WHAT YOU HAVE TO DO:
Edit the entries below so that every instance of "rough mask" reads "coarse mask", and leave all other text as it is.

────────

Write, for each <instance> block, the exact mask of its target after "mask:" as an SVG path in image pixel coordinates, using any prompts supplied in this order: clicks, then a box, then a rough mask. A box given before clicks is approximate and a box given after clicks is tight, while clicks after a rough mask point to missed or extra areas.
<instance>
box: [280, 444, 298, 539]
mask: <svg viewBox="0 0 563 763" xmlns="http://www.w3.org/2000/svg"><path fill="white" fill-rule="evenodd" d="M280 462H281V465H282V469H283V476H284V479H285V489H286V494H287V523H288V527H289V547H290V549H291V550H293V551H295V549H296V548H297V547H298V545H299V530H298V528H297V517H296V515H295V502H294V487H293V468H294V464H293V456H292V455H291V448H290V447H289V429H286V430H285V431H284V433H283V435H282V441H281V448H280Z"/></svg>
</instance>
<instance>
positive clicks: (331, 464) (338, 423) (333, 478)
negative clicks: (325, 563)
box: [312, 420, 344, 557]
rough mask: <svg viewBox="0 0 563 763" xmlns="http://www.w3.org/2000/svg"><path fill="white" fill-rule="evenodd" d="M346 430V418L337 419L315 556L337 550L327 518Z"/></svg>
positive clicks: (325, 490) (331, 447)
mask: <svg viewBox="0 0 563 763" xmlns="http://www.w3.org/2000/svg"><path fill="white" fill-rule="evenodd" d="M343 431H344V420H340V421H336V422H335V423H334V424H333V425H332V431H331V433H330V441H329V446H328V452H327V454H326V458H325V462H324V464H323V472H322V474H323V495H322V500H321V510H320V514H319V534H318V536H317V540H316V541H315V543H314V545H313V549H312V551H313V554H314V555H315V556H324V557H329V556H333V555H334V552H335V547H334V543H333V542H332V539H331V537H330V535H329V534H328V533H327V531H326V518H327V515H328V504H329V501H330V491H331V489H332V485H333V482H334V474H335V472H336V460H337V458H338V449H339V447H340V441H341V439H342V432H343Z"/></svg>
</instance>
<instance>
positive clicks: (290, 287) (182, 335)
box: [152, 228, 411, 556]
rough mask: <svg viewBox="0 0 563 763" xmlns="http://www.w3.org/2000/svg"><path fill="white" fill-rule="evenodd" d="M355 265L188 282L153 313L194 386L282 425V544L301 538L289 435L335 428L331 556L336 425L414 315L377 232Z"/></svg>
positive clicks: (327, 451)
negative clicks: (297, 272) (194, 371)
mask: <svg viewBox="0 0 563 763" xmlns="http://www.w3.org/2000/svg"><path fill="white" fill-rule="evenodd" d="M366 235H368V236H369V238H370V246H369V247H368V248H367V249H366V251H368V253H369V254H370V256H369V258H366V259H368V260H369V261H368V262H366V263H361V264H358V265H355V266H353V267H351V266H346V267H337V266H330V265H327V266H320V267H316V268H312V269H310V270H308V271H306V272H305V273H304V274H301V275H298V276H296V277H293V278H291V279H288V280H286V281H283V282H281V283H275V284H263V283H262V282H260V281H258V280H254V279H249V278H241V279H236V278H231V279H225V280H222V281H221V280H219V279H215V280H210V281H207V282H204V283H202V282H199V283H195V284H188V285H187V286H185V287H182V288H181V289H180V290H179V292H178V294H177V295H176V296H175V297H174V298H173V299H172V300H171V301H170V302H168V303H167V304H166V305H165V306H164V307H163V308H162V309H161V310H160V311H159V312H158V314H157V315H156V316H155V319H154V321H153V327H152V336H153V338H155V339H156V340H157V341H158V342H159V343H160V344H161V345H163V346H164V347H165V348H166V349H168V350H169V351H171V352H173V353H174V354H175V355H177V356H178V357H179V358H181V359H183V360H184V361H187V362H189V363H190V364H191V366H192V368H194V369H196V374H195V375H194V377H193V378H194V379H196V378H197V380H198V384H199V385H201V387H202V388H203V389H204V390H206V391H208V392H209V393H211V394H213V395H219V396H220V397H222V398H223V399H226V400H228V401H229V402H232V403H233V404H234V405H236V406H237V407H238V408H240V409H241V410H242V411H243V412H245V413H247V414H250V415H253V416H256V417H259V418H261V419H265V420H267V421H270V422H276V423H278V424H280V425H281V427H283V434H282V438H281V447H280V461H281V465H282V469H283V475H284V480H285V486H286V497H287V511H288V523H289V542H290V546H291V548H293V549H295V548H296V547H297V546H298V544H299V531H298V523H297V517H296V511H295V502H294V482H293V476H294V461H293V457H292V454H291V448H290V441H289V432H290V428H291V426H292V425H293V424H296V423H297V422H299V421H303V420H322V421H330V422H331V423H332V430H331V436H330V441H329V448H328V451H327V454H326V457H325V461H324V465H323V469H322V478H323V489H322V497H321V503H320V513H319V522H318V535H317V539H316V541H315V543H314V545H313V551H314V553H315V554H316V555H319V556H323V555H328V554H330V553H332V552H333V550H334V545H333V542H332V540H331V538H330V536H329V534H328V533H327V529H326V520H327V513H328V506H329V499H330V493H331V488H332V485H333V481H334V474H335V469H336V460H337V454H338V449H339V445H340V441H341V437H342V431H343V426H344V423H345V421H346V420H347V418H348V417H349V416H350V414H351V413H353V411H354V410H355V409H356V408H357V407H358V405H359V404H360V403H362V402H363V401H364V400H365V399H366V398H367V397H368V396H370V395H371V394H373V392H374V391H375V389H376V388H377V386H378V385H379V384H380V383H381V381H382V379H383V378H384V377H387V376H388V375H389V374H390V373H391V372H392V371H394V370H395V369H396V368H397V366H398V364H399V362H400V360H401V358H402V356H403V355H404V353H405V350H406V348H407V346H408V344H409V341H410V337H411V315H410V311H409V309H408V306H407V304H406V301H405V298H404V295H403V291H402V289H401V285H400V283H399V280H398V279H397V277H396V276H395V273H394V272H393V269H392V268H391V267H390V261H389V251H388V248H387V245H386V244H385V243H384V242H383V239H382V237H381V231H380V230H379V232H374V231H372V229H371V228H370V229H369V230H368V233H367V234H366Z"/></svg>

────────

SOLVED EXERCISE:
Write, for each <instance> block, the exact mask of its target after "mask:" as an SVG path in image pixel coordinates, using any prompts supplied in this order: clicks, then a box, then a coarse mask. A box given before clicks is approximate and a box given after clicks is tight, while clicks after a coarse mask point to missed or extra areas.
<instance>
box: [280, 444, 298, 539]
mask: <svg viewBox="0 0 563 763" xmlns="http://www.w3.org/2000/svg"><path fill="white" fill-rule="evenodd" d="M280 462H281V465H282V469H283V476H284V479H285V489H286V494H287V523H288V527H289V547H290V549H291V550H293V551H295V549H296V548H297V547H298V545H299V530H298V528H297V517H296V515H295V502H294V487H293V468H294V464H293V456H292V455H291V448H290V447H289V429H286V430H285V431H284V433H283V435H282V441H281V448H280Z"/></svg>
</instance>
<instance>
positive clicks: (331, 464) (338, 423) (333, 478)
negative clicks: (325, 563)
box: [312, 420, 344, 557]
coarse mask: <svg viewBox="0 0 563 763" xmlns="http://www.w3.org/2000/svg"><path fill="white" fill-rule="evenodd" d="M346 430V418L337 419L315 556L337 550L327 518Z"/></svg>
positive clicks: (325, 490) (331, 447)
mask: <svg viewBox="0 0 563 763" xmlns="http://www.w3.org/2000/svg"><path fill="white" fill-rule="evenodd" d="M343 431H344V420H340V421H336V422H335V423H334V424H333V425H332V431H331V433H330V441H329V446H328V452H327V454H326V458H325V462H324V464H323V472H322V474H323V495H322V500H321V510H320V514H319V534H318V536H317V540H316V541H315V543H314V545H313V549H312V551H313V554H314V555H315V556H324V557H329V556H333V555H334V552H335V547H334V543H333V542H332V539H331V537H330V535H329V534H328V533H327V531H326V518H327V515H328V504H329V501H330V491H331V489H332V485H333V482H334V474H335V472H336V460H337V458H338V449H339V447H340V441H341V439H342V432H343Z"/></svg>
</instance>
<instance>
positive clicks: (290, 287) (182, 335)
box: [152, 228, 411, 556]
coarse mask: <svg viewBox="0 0 563 763" xmlns="http://www.w3.org/2000/svg"><path fill="white" fill-rule="evenodd" d="M355 265L188 282L153 313L194 386L282 425V544L301 538L289 435L335 428L331 556L336 425L414 315L377 232Z"/></svg>
positive clicks: (327, 451)
negative clicks: (297, 272) (194, 371)
mask: <svg viewBox="0 0 563 763" xmlns="http://www.w3.org/2000/svg"><path fill="white" fill-rule="evenodd" d="M366 235H368V236H369V238H370V246H369V247H368V248H367V249H366V251H368V253H369V254H370V256H369V258H366V259H368V260H369V261H368V262H366V263H361V264H358V265H355V266H353V267H351V266H346V267H337V266H330V265H327V266H320V267H316V268H312V269H310V270H308V271H306V272H305V273H304V274H301V275H298V276H296V277H293V278H291V279H288V280H286V281H283V282H281V283H275V284H263V283H262V282H260V281H258V280H254V279H249V278H241V279H236V278H231V279H225V280H222V281H221V280H219V279H215V280H210V281H207V282H204V283H202V282H199V283H195V284H188V285H187V286H185V287H182V288H181V289H180V290H179V292H178V294H177V295H176V296H175V297H174V298H173V299H172V300H171V301H170V302H168V303H167V304H166V305H165V306H164V307H163V308H162V309H161V310H160V311H159V312H158V314H157V315H156V316H155V319H154V321H153V327H152V336H153V338H155V339H156V340H157V341H158V342H159V343H160V344H161V345H163V346H164V347H165V348H166V349H168V350H169V351H171V352H173V353H174V354H175V355H177V356H178V357H179V358H181V359H183V360H184V361H187V362H189V363H190V364H191V366H192V368H194V369H196V374H195V375H194V377H193V378H194V379H196V378H197V380H198V384H199V385H201V387H202V388H203V389H204V390H206V391H208V392H209V393H211V394H213V395H219V396H220V397H222V398H223V399H226V400H228V401H229V402H232V403H233V404H234V405H236V406H237V407H238V408H240V409H241V410H242V411H243V412H245V413H247V414H250V415H253V416H256V417H259V418H261V419H265V420H267V421H270V422H276V423H278V424H280V425H281V427H283V434H282V438H281V447H280V461H281V465H282V469H283V475H284V480H285V486H286V497H287V511H288V523H289V542H290V546H291V548H293V549H295V548H296V547H297V546H298V544H299V531H298V523H297V517H296V511H295V502H294V482H293V476H294V461H293V457H292V454H291V448H290V441H289V432H290V428H291V426H292V425H293V424H296V423H297V422H299V421H303V420H322V421H330V422H331V423H332V430H331V436H330V441H329V448H328V451H327V454H326V457H325V461H324V465H323V469H322V478H323V489H322V497H321V503H320V513H319V522H318V535H317V539H316V541H315V543H314V545H313V551H314V553H315V554H316V555H319V556H323V555H328V554H330V553H332V552H333V550H334V545H333V542H332V540H331V538H330V536H329V534H328V533H327V529H326V520H327V513H328V506H329V499H330V493H331V488H332V485H333V481H334V474H335V469H336V460H337V454H338V449H339V445H340V441H341V437H342V431H343V426H344V423H345V421H346V420H347V418H348V417H349V416H350V414H351V413H353V411H354V410H355V409H356V408H357V407H358V405H359V404H360V403H362V402H363V401H364V400H365V399H366V398H367V397H368V396H370V395H371V394H373V392H374V391H375V389H376V388H377V386H378V385H379V384H380V383H381V381H382V379H383V378H384V377H387V376H388V375H389V374H390V373H391V372H392V371H394V370H395V369H396V368H397V366H398V364H399V362H400V360H401V358H402V356H403V355H404V353H405V350H406V348H407V346H408V344H409V341H410V337H411V315H410V311H409V309H408V306H407V304H406V301H405V298H404V295H403V291H402V289H401V285H400V283H399V280H398V279H397V277H396V276H395V273H394V272H393V269H392V268H391V267H390V261H389V251H388V248H387V245H386V244H385V243H384V242H383V239H382V237H381V231H380V230H379V232H374V231H372V229H371V228H370V229H369V230H368V233H367V234H366Z"/></svg>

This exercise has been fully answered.